▸ Entries:
• • • • •
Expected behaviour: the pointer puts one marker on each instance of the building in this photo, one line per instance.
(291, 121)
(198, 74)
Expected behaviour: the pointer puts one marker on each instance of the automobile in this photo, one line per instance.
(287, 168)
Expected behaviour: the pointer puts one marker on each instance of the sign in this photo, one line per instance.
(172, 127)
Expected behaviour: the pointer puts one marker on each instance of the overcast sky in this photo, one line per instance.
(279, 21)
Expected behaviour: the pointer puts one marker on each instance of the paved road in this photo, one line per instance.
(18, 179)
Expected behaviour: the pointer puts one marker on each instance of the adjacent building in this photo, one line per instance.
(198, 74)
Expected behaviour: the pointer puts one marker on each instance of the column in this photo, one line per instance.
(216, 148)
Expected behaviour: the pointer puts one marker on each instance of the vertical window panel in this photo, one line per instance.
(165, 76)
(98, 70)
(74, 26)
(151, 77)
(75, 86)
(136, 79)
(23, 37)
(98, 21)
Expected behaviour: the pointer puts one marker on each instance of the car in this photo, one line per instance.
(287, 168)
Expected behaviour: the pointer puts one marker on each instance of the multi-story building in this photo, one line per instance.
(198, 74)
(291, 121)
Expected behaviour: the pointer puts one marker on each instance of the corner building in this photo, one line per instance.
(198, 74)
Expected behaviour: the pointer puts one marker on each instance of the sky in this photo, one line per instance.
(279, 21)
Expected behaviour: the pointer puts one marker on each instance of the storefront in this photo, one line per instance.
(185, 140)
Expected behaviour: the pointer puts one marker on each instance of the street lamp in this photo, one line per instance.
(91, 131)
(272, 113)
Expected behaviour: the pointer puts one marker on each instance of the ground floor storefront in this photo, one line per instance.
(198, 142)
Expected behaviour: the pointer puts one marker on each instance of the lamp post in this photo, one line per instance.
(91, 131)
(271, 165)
• • • • •
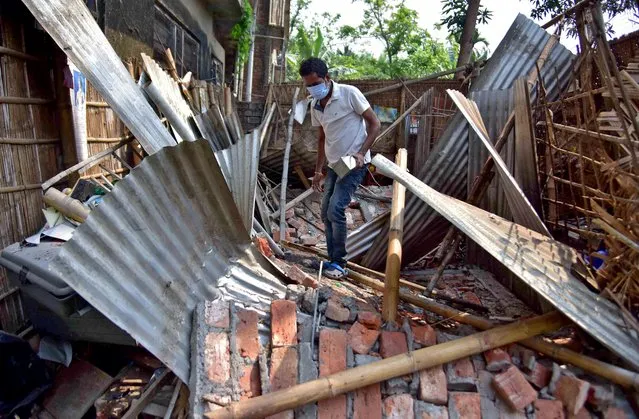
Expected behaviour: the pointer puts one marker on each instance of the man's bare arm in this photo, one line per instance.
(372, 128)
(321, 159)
• • • • •
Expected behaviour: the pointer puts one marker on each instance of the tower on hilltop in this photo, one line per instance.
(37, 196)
• • • • •
▸ Exercise description: Gather every line in the records above that contains the string "lamp", and copy each one in full.

▸ Answer in full:
Expected behaviour: the pointer puts one marker on each instance of the street lamp in this photo, one line per instance.
Expected behaviour: the pointer puts one marker on each instance of the lamp post in this photo, one line per instance.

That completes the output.